▸ STATED EXERCISE 1
List each basic fact that the CIFAR-10 page below gives about the data set.
::: SOURCE TEXT
CIFAR-10 tiny images

The CIFAR-10 data set is a collection of tiny digital images, with simple text labels assigned to each image, reflecting the content of the image.

Overview of the data set

At present (July 2018), the CIFAR-10 data set is hosted by the University of Toronto, and is easily accessed via the home page of Alex Krizhevsky:

http://www.cs.toronto.edu/~kriz/cifar.html

This dataset is a subset of the Tiny Images dataset, a large data set of nearly 80 million images with thousands of distinct labels [link]. For reference, CIFAR is an acronym, and stands for the (C)anadian (I)nstitute (for (A)dvanced (R)esearch.

The CIFAR-10 dataset is typically used for training image classification systems, and includes just ten distinct labels: airplane, automobile, bird, cat, deer, dog, frog, horse, ship, and truck. See an example below:

CIFAR-10 examples

Basic facts:

  • 60,000 images
  • 32x32 colour images
  • 10 classes
  • Balanced classes (6,000 images per class)
::::::
▸ STATED EXERCISE 2
Please repeat the part of the records that opens with the line containing "Get the bounding box for every green foliage." and closes with the line containing "[169,184,268,241]", including both of those lines.
::: SUPPLIED MATERIAL
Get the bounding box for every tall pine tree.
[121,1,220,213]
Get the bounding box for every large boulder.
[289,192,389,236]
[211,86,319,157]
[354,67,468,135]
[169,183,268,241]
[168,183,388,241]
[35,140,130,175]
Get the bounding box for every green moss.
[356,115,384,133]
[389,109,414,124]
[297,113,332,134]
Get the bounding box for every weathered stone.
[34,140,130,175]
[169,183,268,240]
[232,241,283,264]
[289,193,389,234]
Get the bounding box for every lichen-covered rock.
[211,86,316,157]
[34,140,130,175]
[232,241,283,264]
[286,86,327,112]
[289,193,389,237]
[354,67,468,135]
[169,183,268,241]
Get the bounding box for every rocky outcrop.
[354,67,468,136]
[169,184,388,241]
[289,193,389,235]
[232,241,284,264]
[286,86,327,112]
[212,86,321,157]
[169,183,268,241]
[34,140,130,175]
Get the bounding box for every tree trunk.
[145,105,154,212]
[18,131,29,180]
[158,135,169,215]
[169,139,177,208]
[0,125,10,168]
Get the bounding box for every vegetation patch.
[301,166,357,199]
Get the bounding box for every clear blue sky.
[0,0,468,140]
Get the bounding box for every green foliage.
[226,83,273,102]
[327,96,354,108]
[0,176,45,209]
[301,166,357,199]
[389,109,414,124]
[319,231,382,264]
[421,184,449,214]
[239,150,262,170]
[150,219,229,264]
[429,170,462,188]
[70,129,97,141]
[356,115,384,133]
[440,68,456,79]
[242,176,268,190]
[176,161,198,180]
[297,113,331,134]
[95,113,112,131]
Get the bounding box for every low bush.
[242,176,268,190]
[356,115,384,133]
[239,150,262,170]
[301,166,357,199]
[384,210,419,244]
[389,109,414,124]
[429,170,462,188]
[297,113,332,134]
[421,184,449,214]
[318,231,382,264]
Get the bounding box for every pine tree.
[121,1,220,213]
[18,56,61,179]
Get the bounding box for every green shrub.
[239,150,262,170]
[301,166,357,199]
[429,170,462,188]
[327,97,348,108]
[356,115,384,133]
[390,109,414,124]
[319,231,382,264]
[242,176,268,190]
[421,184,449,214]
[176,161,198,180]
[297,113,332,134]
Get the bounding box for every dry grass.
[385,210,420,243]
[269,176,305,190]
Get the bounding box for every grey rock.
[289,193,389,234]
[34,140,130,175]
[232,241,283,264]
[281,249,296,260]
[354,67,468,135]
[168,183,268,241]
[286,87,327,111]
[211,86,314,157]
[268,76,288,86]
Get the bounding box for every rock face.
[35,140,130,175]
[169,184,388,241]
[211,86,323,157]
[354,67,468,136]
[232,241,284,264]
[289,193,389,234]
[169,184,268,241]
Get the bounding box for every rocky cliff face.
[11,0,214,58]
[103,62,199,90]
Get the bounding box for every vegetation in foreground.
::::::
▸ PROBLEM SOLUTION 1
- 60,000 images
- 32x32 colour images
- 10 classes
- Balanced classes (6,000 images per class)

▸ PROBLEM SOLUTION 2
Get the bounding box for every green foliage.
[226,83,273,102]
[327,96,354,108]
[0,176,45,209]
[301,166,357,199]
[389,109,414,124]
[319,231,382,264]
[421,184,449,214]
[239,150,262,170]
[150,219,229,264]
[429,170,462,188]
[70,129,97,141]
[356,115,384,133]
[440,68,456,79]
[242,176,268,190]
[176,161,198,180]
[297,113,331,134]
[95,113,112,131]
Get the bounding box for every low bush.
[242,176,268,190]
[356,115,384,133]
[239,150,262,170]
[301,166,357,199]
[384,210,419,244]
[389,109,414,124]
[429,170,462,188]
[297,113,332,134]
[421,184,449,214]
[318,231,382,264]
Get the bounding box for every pine tree.
[121,1,220,213]
[18,56,61,179]
Get the bounding box for every green shrub.
[239,150,262,170]
[301,166,357,199]
[429,170,462,188]
[327,97,348,108]
[356,115,384,133]
[390,109,414,124]
[319,231,382,264]
[242,176,268,190]
[421,184,449,214]
[176,161,198,180]
[297,113,332,134]
Get the bounding box for every dry grass.
[385,210,420,243]
[269,176,305,190]
Get the bounding box for every grey rock.
[289,193,389,234]
[34,140,130,175]
[232,241,283,264]
[281,249,296,260]
[354,67,468,135]
[168,183,268,241]
[286,87,327,111]
[211,86,314,157]
[268,76,288,86]
Get the bounding box for every rock face.
[35,140,130,175]
[169,184,388,241]
[211,86,323,157]
[354,67,468,136]
[232,241,284,264]
[289,193,389,234]
[169,184,268,241]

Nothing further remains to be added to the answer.